▶ [TEXT SHOWN]:
Reynier Leyva Novo : Today there has been a whole police security device out there, State Security, paramilitaries dressed in civilian clothes, police patrols… That only fits in a sick mind. That is abuse of power, intimidation.

We have not left because we had the courage and we did not feel like it. Be aware of the pressure we have been under out there.

Michel Matos : The process against Denis Solís is unfair. A policeman broke into his house and it turns out that he was the one accused.

How is it possible that I, an artist, 25 years old, who weighs 110 pounds, is considered a threat to State Security, simply because I do or don’t think the same as or disagree with the government?

State Security has taken over the nation. Luis Manuel Otero Alcántara is on a hunger strike and has been beaten bloody. Vice Minister, beaten to the point of bleeding even while handcuffed, I have seen him. That sounds like Batista or Machado. State Security is operating above the law.

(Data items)
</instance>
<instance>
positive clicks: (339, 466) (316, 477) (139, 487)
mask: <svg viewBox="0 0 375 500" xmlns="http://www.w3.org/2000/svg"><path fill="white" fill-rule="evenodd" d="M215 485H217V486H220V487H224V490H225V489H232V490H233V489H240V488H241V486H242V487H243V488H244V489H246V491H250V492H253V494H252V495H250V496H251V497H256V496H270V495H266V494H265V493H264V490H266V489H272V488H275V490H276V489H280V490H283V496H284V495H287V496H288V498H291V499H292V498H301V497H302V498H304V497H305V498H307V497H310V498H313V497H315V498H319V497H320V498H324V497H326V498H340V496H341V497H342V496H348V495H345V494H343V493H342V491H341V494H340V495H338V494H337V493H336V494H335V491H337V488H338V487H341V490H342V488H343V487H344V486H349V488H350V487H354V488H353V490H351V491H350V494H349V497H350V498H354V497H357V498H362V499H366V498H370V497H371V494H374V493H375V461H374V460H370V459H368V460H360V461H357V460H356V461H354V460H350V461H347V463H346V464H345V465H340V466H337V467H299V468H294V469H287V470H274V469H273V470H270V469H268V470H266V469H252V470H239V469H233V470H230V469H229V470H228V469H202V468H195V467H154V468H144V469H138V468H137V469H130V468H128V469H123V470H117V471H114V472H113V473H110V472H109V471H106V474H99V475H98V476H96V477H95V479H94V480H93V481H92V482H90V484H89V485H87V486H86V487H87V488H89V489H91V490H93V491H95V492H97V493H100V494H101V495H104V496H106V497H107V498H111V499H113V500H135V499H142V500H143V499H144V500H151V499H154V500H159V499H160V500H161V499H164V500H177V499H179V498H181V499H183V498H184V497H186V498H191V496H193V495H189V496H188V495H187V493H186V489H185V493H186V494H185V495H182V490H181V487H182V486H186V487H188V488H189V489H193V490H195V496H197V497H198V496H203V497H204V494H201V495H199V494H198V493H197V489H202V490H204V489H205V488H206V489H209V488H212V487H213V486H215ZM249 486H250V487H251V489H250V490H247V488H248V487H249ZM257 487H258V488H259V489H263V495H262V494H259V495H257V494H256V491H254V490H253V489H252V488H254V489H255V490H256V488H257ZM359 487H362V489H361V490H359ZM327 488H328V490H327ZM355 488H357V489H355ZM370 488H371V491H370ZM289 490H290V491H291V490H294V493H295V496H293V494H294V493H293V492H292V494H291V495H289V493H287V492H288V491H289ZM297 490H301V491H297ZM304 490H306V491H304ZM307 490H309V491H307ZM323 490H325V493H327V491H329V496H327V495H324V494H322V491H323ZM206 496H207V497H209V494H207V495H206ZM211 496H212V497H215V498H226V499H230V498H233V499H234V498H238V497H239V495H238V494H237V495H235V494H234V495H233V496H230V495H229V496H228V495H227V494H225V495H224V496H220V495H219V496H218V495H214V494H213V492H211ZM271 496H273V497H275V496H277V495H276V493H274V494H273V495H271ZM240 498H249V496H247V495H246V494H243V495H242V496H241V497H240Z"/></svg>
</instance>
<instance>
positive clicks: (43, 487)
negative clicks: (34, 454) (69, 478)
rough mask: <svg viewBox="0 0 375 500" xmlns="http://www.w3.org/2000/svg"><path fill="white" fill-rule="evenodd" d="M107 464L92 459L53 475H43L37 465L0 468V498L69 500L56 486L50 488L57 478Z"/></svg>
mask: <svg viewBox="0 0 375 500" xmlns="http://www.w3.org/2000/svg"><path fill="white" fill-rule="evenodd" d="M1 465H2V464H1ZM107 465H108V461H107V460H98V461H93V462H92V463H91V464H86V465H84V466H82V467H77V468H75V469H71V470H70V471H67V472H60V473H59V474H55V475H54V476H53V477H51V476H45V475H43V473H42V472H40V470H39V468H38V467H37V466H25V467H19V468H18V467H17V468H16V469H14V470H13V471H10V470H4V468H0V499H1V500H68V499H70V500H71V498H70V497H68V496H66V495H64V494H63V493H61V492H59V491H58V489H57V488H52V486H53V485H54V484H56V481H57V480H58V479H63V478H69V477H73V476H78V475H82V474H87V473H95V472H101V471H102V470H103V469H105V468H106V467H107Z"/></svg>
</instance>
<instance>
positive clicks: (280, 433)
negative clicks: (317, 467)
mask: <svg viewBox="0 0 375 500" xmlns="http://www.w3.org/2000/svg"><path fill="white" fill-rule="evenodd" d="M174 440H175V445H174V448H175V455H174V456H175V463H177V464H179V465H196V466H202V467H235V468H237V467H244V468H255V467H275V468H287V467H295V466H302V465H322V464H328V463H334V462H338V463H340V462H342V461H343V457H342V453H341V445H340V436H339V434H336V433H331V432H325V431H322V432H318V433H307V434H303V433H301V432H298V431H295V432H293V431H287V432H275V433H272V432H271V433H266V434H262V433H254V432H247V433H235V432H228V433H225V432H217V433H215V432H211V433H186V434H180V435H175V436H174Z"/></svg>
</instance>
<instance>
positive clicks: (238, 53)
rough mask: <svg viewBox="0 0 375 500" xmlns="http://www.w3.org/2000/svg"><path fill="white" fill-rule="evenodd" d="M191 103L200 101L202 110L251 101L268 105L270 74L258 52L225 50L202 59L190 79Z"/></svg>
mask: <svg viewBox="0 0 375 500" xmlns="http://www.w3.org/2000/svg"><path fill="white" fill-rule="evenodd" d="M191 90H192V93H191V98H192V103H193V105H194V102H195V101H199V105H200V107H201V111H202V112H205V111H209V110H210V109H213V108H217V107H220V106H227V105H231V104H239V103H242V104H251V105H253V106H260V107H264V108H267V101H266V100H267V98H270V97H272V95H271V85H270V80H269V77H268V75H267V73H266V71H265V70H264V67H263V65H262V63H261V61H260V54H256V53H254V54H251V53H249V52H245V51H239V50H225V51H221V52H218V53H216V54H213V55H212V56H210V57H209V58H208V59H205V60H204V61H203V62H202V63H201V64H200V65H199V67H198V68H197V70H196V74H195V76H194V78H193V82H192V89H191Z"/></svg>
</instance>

* * *

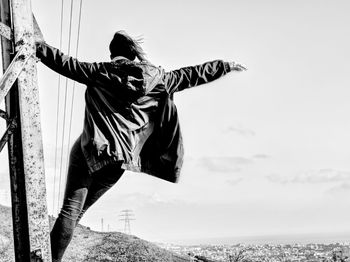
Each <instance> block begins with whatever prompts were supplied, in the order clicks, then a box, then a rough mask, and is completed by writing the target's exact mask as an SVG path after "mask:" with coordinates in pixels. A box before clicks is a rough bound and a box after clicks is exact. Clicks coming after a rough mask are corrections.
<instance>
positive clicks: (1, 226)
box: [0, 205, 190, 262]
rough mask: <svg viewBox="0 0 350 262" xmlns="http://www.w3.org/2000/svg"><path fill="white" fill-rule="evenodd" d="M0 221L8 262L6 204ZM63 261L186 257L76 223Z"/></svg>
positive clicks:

▶ [USING THE INFORMATION]:
1/ Answer these questions about the statements on State Security:
(a) What forces does Reynier Leyva Novo say were deployed out there today?
(b) What does Michel Matos say a policeman did to Denis Solís?
(c) What is Luis Manuel Otero Alcántara said to be on?
2/ Carry the statements on State Security forward, starting after the final sentence shown.

▶ [WRITTEN ANSWERS]:
1/
(a) State Security, paramilitaries dressed in civilian clothes, and police patrols.
(b) He broke into his house.
(c) A hunger strike.

2/
If Luis Manuel dies, he would have no words to say that we will never be able to talk again. Denis Solís has not even had rights. We are desperate.

Katherine Bisquet : I was arrested for reading poetry outside the police station at Cuba and Chacón streets. I’m here after all that, after having slept in a dungeon, after having gone on a hunger strike from which I have not yet recovered, after being about to see a person die. I am here ready to dialogue. This is not pressure, it is your responsibility. Out of respect for everyone, we need answers.

Jorge Perugorría : It is time for dialogue. This shows the diversity of thoughts. Everyone has the right to be heard. Today an important step has been taken, as the doors of this Ministry have been opened. This opportunity should not be missed by the Ministry of Culture. I think we must continue the dialogue.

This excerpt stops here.